Copy out the records below, swapping every occurrence of "drop a dot on" for "place a point on" and keeping everything else the same.

[Pointing and labeling entries]
###

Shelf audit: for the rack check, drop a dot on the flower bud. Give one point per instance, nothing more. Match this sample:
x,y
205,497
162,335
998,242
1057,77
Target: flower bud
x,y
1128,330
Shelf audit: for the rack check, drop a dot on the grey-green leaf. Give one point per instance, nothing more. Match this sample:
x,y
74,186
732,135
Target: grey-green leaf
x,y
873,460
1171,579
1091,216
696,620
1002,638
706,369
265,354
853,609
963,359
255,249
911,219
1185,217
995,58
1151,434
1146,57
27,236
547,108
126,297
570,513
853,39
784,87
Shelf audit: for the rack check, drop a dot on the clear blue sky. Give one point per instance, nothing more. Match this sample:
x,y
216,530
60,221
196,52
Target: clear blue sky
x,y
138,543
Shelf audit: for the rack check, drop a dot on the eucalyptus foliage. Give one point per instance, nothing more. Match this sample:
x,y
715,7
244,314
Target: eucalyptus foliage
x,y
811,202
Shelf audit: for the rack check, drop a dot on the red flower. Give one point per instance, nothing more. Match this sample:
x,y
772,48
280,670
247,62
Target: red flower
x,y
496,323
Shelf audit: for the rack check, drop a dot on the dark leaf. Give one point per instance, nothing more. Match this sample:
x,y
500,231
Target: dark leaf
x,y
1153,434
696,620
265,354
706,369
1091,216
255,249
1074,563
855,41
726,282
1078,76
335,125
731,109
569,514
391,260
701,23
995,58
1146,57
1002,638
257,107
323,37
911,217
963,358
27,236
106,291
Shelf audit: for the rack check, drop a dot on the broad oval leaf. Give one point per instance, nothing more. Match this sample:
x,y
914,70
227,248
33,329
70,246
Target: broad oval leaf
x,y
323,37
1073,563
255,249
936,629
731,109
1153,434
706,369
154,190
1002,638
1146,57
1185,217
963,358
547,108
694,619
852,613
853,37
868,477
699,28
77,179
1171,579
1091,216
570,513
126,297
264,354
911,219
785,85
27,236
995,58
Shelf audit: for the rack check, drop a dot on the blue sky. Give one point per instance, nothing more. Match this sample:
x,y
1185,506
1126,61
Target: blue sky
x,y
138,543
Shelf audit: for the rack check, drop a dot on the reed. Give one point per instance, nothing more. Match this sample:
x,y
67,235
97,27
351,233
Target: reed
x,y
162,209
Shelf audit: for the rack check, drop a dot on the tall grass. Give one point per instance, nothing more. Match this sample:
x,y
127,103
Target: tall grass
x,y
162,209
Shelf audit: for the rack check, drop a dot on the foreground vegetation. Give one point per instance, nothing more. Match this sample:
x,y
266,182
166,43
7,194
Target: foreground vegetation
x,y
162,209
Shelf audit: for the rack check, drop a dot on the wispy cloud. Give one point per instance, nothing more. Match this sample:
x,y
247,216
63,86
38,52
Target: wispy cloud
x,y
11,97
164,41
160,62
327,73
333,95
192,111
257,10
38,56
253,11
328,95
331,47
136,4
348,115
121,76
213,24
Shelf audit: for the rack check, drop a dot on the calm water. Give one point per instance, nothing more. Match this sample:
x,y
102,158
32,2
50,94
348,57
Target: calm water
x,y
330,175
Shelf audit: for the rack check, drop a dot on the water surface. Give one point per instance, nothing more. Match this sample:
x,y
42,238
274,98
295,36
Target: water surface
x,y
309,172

###

## The solution:
Shelf audit: for the rack check, place a point on the flower bud. Give one point per instance, nothing more. Match this sample:
x,y
205,497
162,335
998,242
1057,77
Target: flower bud
x,y
1128,330
Shelf audit: for the rack check, place a point on the grey-green leaf. Give one point per instance, nothing more. Match this sample:
x,y
74,186
732,135
Target: grey-green leaf
x,y
873,460
1171,579
1091,216
696,620
1002,638
706,369
265,354
853,609
963,359
255,249
911,219
1185,217
995,58
1151,434
1146,57
27,236
547,108
126,297
570,513
853,39
784,87
Shelf audit: for the rack check, place a point on the clear blue sky. Give one point per instance, nothing more. Match this sample:
x,y
216,530
60,221
196,52
Target: clear blue sky
x,y
138,543
Shelf audit: for the rack check, place a point on the eucalyptus foliage. Give one point per instance, nothing more. Match this sample:
x,y
715,7
244,314
Target: eucalyptus foliage
x,y
811,202
Shelf audit: for the rack check, place a point on the red flower. Give one point per instance, nothing more. Match this sample:
x,y
772,48
280,670
247,62
Target: red flower
x,y
496,323
Shelf audit: for the rack check, place a point on the dark leaf. Give one point per instance, nothing more. Match this sample:
x,y
500,231
Target: dark leaf
x,y
1153,434
696,620
265,354
706,369
1091,216
255,249
1074,563
855,41
726,282
1078,76
335,125
731,109
569,514
391,260
701,23
995,58
1146,57
1002,638
257,107
323,37
911,217
963,358
27,236
106,291
Shelf audit: for the rack check, place a point on the broad oval leaf. Give one point per instance, nothing more. Match this sample:
x,y
914,70
227,248
33,329
70,246
Target: broad oval leaf
x,y
323,37
1073,563
255,249
936,629
731,109
1153,434
706,369
154,190
1002,638
1146,57
1185,217
963,358
547,108
694,619
852,613
853,37
868,477
699,28
77,179
1171,579
1091,216
570,513
126,297
264,354
911,219
785,85
27,236
995,58
Shelf audit: for the rack check, place a point on the blue sky. Give one point per instance, nothing more. Match this sample:
x,y
1185,506
1126,61
Target: blue sky
x,y
138,543
Shelf audit: for the rack check, place a point on the reed. Give one point per instance, nothing more. Match this sample:
x,y
67,235
97,27
351,233
Target: reed
x,y
162,209
Shelf audit: for the rack check, place a point on the tall grass. Give one point per instance, nothing more. Match this sample:
x,y
127,103
Target: tall grass
x,y
162,209
Shelf audit: for the rack check, place a point on the foreground vegetation. Give one point per instance, nothing more. Match this sample:
x,y
266,182
166,43
7,194
Target: foreground vegetation
x,y
162,209
Shelf audit: for the rack check, place a point on the wispy cloud. Give one point per instance, nothing more. Match this sample:
x,y
247,216
63,86
38,52
Target: wispy cloud
x,y
11,97
164,41
160,62
327,73
333,95
192,111
257,10
38,56
253,11
328,95
331,47
136,4
348,115
121,76
213,24
Shelf audit: for the rack check, place a point on the calm water. Give one point per instance, nothing more. Match this sample:
x,y
102,158
32,2
50,94
348,57
Target: calm water
x,y
330,175
Shelf audit: for the rack check, place a point on the water surface. Give one point per instance, nothing more. Match this sample:
x,y
42,238
274,98
295,36
Target: water surface
x,y
309,172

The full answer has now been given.